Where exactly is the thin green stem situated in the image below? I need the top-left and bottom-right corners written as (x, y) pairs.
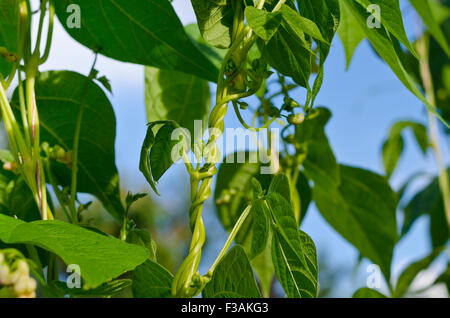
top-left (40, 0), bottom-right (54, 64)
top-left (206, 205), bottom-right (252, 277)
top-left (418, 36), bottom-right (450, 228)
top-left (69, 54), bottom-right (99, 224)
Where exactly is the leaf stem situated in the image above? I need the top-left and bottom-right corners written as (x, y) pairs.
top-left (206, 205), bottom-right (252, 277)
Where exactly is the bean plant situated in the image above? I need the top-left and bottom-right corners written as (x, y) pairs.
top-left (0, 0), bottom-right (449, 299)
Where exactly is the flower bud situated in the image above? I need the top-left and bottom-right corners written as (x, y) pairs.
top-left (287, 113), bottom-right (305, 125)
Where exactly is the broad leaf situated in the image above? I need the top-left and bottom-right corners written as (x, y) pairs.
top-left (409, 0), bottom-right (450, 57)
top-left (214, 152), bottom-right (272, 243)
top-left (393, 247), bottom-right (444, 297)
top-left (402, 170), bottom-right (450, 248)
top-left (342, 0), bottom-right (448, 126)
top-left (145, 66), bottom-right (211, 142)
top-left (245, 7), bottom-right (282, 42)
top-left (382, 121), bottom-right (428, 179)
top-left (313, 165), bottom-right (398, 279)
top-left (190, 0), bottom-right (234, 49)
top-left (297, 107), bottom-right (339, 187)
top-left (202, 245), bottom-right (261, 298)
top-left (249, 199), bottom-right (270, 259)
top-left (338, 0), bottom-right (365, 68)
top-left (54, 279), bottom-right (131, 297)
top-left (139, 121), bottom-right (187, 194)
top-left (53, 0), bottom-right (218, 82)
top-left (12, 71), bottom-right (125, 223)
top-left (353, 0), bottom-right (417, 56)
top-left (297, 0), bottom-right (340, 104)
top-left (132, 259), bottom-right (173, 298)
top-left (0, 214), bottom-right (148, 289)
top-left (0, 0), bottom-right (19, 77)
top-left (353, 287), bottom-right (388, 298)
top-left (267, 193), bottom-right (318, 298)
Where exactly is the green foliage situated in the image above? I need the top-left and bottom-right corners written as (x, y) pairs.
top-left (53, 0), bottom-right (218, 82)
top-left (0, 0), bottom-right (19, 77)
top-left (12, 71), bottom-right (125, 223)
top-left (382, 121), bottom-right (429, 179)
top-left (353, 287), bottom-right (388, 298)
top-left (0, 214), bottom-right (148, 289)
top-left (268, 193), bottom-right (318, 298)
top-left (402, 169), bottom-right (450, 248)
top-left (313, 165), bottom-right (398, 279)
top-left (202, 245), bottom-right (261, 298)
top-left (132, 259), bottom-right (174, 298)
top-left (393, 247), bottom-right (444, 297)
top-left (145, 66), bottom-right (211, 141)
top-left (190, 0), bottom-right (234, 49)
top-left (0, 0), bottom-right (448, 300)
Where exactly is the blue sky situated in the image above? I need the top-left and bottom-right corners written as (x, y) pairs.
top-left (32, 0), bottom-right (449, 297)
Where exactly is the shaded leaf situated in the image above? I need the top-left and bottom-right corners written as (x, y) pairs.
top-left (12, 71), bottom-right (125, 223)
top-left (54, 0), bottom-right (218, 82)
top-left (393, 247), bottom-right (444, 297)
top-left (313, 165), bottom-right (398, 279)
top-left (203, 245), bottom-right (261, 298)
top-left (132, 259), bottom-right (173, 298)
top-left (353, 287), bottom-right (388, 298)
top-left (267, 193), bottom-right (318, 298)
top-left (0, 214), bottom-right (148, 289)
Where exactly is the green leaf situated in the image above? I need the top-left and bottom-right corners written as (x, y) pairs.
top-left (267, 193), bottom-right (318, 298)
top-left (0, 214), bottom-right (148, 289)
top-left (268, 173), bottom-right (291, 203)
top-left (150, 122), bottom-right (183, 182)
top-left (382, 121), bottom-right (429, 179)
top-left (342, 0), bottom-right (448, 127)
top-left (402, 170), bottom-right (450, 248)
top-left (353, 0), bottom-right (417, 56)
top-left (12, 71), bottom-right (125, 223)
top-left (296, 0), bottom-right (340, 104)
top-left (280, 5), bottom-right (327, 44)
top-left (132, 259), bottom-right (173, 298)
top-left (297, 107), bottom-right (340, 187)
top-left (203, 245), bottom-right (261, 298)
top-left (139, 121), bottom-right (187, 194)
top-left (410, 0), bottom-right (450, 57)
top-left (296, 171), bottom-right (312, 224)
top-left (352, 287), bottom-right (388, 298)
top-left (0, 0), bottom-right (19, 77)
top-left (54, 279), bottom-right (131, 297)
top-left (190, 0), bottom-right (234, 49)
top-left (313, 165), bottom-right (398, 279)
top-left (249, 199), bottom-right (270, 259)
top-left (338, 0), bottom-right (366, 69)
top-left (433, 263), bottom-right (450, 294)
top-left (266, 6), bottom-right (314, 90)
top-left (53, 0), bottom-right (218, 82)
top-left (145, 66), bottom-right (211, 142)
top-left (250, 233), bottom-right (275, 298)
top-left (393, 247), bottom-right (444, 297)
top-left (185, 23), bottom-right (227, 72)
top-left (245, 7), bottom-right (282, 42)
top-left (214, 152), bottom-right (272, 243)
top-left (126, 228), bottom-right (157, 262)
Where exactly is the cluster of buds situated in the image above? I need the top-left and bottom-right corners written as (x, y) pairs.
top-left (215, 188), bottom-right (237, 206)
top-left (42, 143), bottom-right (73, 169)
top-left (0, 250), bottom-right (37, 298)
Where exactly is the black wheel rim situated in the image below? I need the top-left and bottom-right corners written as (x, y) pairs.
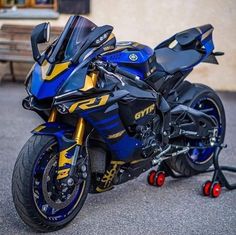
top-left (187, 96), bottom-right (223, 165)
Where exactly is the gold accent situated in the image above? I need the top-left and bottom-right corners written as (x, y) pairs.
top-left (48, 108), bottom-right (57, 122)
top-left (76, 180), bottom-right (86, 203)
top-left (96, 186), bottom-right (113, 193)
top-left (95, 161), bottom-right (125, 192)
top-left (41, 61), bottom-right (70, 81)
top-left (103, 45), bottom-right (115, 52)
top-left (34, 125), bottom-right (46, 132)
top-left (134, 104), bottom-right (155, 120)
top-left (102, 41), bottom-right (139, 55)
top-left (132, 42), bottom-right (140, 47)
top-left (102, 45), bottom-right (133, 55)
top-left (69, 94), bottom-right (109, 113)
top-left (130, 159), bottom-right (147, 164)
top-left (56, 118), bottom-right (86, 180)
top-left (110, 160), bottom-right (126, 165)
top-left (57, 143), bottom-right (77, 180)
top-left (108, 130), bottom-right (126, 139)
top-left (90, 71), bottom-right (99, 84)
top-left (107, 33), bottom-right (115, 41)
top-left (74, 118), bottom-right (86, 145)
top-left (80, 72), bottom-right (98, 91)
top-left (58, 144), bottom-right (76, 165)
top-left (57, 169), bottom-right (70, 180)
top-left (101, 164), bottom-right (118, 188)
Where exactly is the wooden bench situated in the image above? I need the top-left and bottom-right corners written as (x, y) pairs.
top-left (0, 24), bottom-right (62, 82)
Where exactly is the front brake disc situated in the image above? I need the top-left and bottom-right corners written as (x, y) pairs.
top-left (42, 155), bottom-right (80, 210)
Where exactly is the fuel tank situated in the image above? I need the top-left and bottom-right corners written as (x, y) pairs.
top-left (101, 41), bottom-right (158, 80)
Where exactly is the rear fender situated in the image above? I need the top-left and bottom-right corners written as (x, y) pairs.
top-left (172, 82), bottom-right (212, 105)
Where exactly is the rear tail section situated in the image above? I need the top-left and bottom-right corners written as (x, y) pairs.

※

### What is being asked
Word for word, give the data above again, without any images.

### Finished task
Where exactly is the thin green stem situated in the image below? I need the top-left and bottom-right corners written as (x, y) pairs.
top-left (40, 0), bottom-right (54, 64)
top-left (206, 205), bottom-right (252, 277)
top-left (418, 36), bottom-right (450, 228)
top-left (69, 54), bottom-right (99, 224)
Where exactly is the leaf stem situated in the image above? I need the top-left and bottom-right corners written as (x, y) pairs.
top-left (206, 205), bottom-right (252, 277)
Where exactly is the bean plant situated in the image above? I need the top-left and bottom-right corners written as (x, y) pairs.
top-left (0, 0), bottom-right (449, 299)
Where exactly is the flower bud situated in the image above? I need the top-left and bottom-right corners written as (x, y) pairs.
top-left (287, 113), bottom-right (305, 125)
Where exactly is the broad leaf situated in the image above? I need the top-left and bottom-right corners written as (x, y) pairs.
top-left (409, 0), bottom-right (450, 57)
top-left (214, 152), bottom-right (272, 243)
top-left (393, 247), bottom-right (444, 297)
top-left (402, 170), bottom-right (450, 248)
top-left (342, 0), bottom-right (448, 126)
top-left (145, 66), bottom-right (211, 142)
top-left (245, 7), bottom-right (282, 42)
top-left (382, 121), bottom-right (428, 179)
top-left (313, 165), bottom-right (398, 279)
top-left (190, 0), bottom-right (234, 49)
top-left (297, 107), bottom-right (339, 187)
top-left (202, 245), bottom-right (261, 298)
top-left (249, 199), bottom-right (270, 259)
top-left (338, 0), bottom-right (365, 68)
top-left (54, 279), bottom-right (131, 297)
top-left (139, 121), bottom-right (187, 194)
top-left (53, 0), bottom-right (218, 82)
top-left (12, 71), bottom-right (125, 223)
top-left (353, 0), bottom-right (417, 56)
top-left (297, 0), bottom-right (340, 104)
top-left (132, 259), bottom-right (173, 298)
top-left (0, 214), bottom-right (148, 289)
top-left (0, 0), bottom-right (19, 77)
top-left (353, 287), bottom-right (388, 298)
top-left (267, 193), bottom-right (318, 298)
Where exactly is the green foliage situated in the image above? I need the top-left and bottom-right corners written as (x, y) pairs.
top-left (53, 0), bottom-right (218, 82)
top-left (0, 0), bottom-right (19, 77)
top-left (12, 71), bottom-right (125, 223)
top-left (382, 121), bottom-right (429, 179)
top-left (353, 287), bottom-right (388, 298)
top-left (0, 214), bottom-right (148, 289)
top-left (268, 193), bottom-right (318, 298)
top-left (402, 169), bottom-right (450, 248)
top-left (313, 165), bottom-right (398, 279)
top-left (202, 245), bottom-right (261, 298)
top-left (132, 259), bottom-right (174, 298)
top-left (393, 247), bottom-right (444, 297)
top-left (145, 66), bottom-right (211, 141)
top-left (190, 0), bottom-right (234, 49)
top-left (0, 0), bottom-right (448, 300)
Where exactly is the blue sky situated in the image above? I need the top-left and bottom-right corners written as (x, y) pairs.
top-left (32, 0), bottom-right (449, 297)
Where exactly is the shaded leaf situated in the image above? I need the top-left and bottom-right corners written as (x, y) pairs.
top-left (12, 71), bottom-right (125, 223)
top-left (54, 0), bottom-right (218, 82)
top-left (393, 247), bottom-right (444, 297)
top-left (313, 165), bottom-right (398, 279)
top-left (203, 245), bottom-right (261, 298)
top-left (132, 259), bottom-right (173, 298)
top-left (353, 287), bottom-right (388, 298)
top-left (267, 193), bottom-right (318, 298)
top-left (0, 214), bottom-right (148, 289)
Where exactly is the green leaf situated in the image above? I need the top-left and bottom-right corners written as (x, y) pairs.
top-left (267, 193), bottom-right (318, 298)
top-left (0, 214), bottom-right (148, 289)
top-left (268, 173), bottom-right (291, 203)
top-left (150, 122), bottom-right (183, 182)
top-left (382, 121), bottom-right (429, 179)
top-left (342, 0), bottom-right (448, 127)
top-left (402, 170), bottom-right (450, 248)
top-left (353, 0), bottom-right (417, 56)
top-left (12, 71), bottom-right (125, 223)
top-left (296, 0), bottom-right (340, 104)
top-left (280, 5), bottom-right (327, 44)
top-left (132, 259), bottom-right (173, 298)
top-left (297, 107), bottom-right (340, 187)
top-left (203, 245), bottom-right (261, 298)
top-left (139, 121), bottom-right (187, 194)
top-left (410, 0), bottom-right (450, 57)
top-left (296, 171), bottom-right (312, 224)
top-left (352, 287), bottom-right (388, 298)
top-left (0, 0), bottom-right (19, 77)
top-left (54, 279), bottom-right (131, 297)
top-left (190, 0), bottom-right (234, 49)
top-left (313, 165), bottom-right (398, 279)
top-left (249, 199), bottom-right (270, 259)
top-left (338, 0), bottom-right (366, 69)
top-left (433, 263), bottom-right (450, 294)
top-left (266, 6), bottom-right (314, 90)
top-left (53, 0), bottom-right (218, 82)
top-left (145, 66), bottom-right (211, 142)
top-left (250, 233), bottom-right (275, 298)
top-left (393, 247), bottom-right (444, 297)
top-left (185, 23), bottom-right (227, 72)
top-left (245, 7), bottom-right (282, 42)
top-left (214, 152), bottom-right (272, 243)
top-left (126, 228), bottom-right (157, 262)
Where exactly is the cluster of buds situated in the image above? I need the top-left and bottom-right corners written as (x, y) pairs.
top-left (215, 188), bottom-right (237, 206)
top-left (42, 143), bottom-right (73, 169)
top-left (0, 250), bottom-right (37, 298)
Where exactly is the black wheel rim situated in the image below? I need the top-left and bottom-right corners written as (x, y) pairs.
top-left (187, 96), bottom-right (223, 165)
Where exactly is the gold accent situated in the image above? I need the top-left and bottom-right corners written as (x, y) pairs.
top-left (48, 108), bottom-right (57, 122)
top-left (76, 180), bottom-right (86, 203)
top-left (96, 186), bottom-right (113, 193)
top-left (95, 161), bottom-right (125, 192)
top-left (41, 61), bottom-right (70, 81)
top-left (103, 45), bottom-right (115, 52)
top-left (34, 125), bottom-right (46, 132)
top-left (134, 104), bottom-right (155, 120)
top-left (102, 41), bottom-right (139, 55)
top-left (132, 42), bottom-right (140, 47)
top-left (102, 45), bottom-right (133, 55)
top-left (69, 94), bottom-right (109, 113)
top-left (130, 159), bottom-right (147, 164)
top-left (56, 118), bottom-right (86, 180)
top-left (110, 160), bottom-right (126, 165)
top-left (57, 143), bottom-right (77, 180)
top-left (108, 130), bottom-right (126, 139)
top-left (90, 71), bottom-right (99, 84)
top-left (107, 33), bottom-right (115, 41)
top-left (74, 118), bottom-right (86, 145)
top-left (80, 72), bottom-right (98, 91)
top-left (58, 144), bottom-right (76, 165)
top-left (57, 169), bottom-right (70, 180)
top-left (101, 164), bottom-right (118, 188)
Where exactly is the wooden bench situated in the image above? I need the top-left and bottom-right corners written as (x, y) pairs.
top-left (0, 24), bottom-right (62, 82)
Where exactly is the front brake disc situated in the image above? I need the top-left and bottom-right corners written as (x, y) pairs.
top-left (42, 155), bottom-right (80, 210)
Where exactly is the fuel tank situated in the image above? I need the top-left and bottom-right corners written as (x, y) pairs.
top-left (101, 41), bottom-right (158, 80)
Where exactly is the rear fender situated in the image above? I need the top-left and bottom-right corners written as (x, y) pairs.
top-left (172, 82), bottom-right (212, 105)
Where exactly is the rear tail section situated in the image above? I need the top-left and bottom-right corners written as (x, y) pairs.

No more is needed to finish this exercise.